> Stored data:
————
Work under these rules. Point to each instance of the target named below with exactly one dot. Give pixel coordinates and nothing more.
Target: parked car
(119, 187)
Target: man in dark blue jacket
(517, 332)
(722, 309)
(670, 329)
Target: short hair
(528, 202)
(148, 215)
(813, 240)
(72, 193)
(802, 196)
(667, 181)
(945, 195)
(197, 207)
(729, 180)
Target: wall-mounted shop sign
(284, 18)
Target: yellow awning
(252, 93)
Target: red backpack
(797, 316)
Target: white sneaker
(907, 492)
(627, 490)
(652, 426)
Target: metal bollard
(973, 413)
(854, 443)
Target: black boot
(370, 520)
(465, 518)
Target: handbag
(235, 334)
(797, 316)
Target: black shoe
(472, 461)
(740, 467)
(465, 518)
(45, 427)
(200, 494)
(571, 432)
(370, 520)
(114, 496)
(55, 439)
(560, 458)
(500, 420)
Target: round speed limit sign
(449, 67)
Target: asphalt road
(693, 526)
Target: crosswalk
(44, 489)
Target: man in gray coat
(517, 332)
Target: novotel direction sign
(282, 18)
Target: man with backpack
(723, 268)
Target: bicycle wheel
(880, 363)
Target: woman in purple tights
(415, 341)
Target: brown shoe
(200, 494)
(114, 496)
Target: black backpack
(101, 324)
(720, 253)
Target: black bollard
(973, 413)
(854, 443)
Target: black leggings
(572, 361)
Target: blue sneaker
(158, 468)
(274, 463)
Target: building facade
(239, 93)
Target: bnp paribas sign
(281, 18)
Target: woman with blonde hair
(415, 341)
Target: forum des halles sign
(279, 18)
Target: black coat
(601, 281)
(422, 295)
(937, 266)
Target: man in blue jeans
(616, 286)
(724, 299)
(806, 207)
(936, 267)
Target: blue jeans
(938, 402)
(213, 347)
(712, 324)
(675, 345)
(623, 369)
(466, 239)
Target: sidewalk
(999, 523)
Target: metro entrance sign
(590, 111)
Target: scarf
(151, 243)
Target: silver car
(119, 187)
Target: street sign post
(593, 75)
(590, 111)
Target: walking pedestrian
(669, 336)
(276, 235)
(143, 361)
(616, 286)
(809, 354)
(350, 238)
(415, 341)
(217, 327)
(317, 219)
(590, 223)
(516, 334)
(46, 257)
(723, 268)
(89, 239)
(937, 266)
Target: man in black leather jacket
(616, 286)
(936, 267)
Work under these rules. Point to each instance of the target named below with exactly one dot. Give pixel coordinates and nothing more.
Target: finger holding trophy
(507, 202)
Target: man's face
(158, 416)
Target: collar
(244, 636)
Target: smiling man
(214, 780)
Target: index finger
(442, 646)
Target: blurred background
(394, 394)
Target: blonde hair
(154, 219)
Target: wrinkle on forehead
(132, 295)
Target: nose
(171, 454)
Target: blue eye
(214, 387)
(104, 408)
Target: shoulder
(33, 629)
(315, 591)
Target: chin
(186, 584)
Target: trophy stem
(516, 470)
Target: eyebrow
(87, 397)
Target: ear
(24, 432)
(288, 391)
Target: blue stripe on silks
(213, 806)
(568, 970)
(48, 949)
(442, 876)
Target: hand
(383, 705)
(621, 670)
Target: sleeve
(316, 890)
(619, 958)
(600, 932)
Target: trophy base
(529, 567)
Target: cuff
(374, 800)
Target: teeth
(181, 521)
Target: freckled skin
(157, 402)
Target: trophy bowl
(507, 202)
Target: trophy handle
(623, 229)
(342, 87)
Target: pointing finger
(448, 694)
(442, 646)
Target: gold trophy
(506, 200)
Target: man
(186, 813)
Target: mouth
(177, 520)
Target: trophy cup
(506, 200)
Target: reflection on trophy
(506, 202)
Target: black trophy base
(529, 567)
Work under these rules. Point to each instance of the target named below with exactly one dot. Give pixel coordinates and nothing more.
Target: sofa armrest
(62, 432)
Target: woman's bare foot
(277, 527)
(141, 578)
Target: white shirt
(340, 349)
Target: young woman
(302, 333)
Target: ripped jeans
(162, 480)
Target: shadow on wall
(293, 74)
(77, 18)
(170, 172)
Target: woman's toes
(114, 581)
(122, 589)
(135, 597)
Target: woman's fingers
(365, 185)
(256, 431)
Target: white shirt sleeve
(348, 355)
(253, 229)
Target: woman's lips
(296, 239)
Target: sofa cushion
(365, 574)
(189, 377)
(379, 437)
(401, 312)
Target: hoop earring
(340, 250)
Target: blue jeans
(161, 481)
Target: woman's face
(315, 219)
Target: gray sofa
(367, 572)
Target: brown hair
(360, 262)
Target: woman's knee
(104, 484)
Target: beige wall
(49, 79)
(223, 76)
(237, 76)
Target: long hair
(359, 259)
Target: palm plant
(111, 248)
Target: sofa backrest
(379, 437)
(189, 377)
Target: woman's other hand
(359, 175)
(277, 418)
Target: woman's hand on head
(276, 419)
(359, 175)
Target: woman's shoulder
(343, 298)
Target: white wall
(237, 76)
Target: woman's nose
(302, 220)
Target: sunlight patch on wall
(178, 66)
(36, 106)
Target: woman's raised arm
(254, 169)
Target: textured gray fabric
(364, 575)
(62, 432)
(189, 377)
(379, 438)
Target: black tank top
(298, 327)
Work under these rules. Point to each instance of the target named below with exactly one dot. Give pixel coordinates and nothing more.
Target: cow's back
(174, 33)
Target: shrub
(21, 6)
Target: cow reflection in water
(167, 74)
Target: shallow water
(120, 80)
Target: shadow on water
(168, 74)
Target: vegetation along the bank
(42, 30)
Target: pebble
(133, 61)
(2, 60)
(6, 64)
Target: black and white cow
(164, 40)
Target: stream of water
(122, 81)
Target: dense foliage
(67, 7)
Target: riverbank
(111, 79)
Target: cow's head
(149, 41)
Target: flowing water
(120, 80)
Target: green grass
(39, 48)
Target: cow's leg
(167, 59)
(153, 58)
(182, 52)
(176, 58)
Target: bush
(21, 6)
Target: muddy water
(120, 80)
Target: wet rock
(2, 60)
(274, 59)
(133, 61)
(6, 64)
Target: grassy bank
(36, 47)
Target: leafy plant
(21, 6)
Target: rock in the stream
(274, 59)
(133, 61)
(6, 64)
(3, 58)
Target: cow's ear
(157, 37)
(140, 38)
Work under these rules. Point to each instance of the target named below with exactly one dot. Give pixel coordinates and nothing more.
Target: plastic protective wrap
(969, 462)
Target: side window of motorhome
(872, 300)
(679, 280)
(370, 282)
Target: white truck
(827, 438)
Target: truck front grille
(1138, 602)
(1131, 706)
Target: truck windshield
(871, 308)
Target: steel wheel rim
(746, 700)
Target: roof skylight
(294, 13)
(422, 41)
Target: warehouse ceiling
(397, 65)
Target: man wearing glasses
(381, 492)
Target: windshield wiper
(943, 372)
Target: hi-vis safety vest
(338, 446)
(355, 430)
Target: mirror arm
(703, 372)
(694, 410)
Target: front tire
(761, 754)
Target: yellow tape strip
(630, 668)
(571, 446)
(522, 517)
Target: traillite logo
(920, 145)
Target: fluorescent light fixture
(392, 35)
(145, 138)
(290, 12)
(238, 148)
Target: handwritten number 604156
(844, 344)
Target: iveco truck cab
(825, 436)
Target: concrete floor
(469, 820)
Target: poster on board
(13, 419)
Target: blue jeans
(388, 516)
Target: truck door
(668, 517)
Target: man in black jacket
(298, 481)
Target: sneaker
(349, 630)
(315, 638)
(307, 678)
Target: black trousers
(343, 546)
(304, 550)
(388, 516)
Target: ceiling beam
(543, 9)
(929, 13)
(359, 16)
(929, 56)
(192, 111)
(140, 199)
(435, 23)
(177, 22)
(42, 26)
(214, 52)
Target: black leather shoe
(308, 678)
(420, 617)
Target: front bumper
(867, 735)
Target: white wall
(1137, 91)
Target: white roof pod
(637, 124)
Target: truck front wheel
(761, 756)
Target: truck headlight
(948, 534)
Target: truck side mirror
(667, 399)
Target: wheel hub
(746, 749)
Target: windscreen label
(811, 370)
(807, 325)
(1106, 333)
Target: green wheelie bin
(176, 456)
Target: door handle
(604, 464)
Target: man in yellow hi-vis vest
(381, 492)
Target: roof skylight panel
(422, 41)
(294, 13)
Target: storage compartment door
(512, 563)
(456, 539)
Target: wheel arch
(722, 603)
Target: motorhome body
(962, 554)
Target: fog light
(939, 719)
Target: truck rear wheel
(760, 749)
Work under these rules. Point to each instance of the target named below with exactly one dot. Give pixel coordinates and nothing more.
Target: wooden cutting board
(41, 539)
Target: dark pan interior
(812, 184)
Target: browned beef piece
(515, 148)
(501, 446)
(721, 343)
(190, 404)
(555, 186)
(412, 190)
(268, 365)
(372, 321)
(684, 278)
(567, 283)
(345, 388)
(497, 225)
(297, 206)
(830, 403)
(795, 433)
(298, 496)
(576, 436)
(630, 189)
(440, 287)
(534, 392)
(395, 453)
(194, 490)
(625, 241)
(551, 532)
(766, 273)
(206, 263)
————
Counting the line that contains "Target: storage compartment door" as the first, copy exactly every line through the end of the records, and nothing else.

Target: storage compartment door
(512, 563)
(456, 539)
Target: wheel arch
(722, 603)
Target: motorhome body
(962, 554)
Target: fog light
(939, 719)
Target: truck rear wheel
(760, 749)
Work under these rules. Point to each instance of the target named below with exactly one dot. Give pixel coordinates and nothing more.
Target: wooden cutting board
(41, 539)
Target: dark pan interior
(812, 184)
Target: browned beef piece
(515, 148)
(501, 446)
(721, 343)
(190, 404)
(555, 186)
(412, 190)
(268, 365)
(372, 321)
(684, 278)
(567, 283)
(345, 388)
(497, 225)
(297, 206)
(830, 403)
(795, 433)
(298, 496)
(576, 436)
(630, 189)
(440, 287)
(534, 392)
(395, 453)
(194, 490)
(625, 241)
(551, 532)
(766, 273)
(206, 263)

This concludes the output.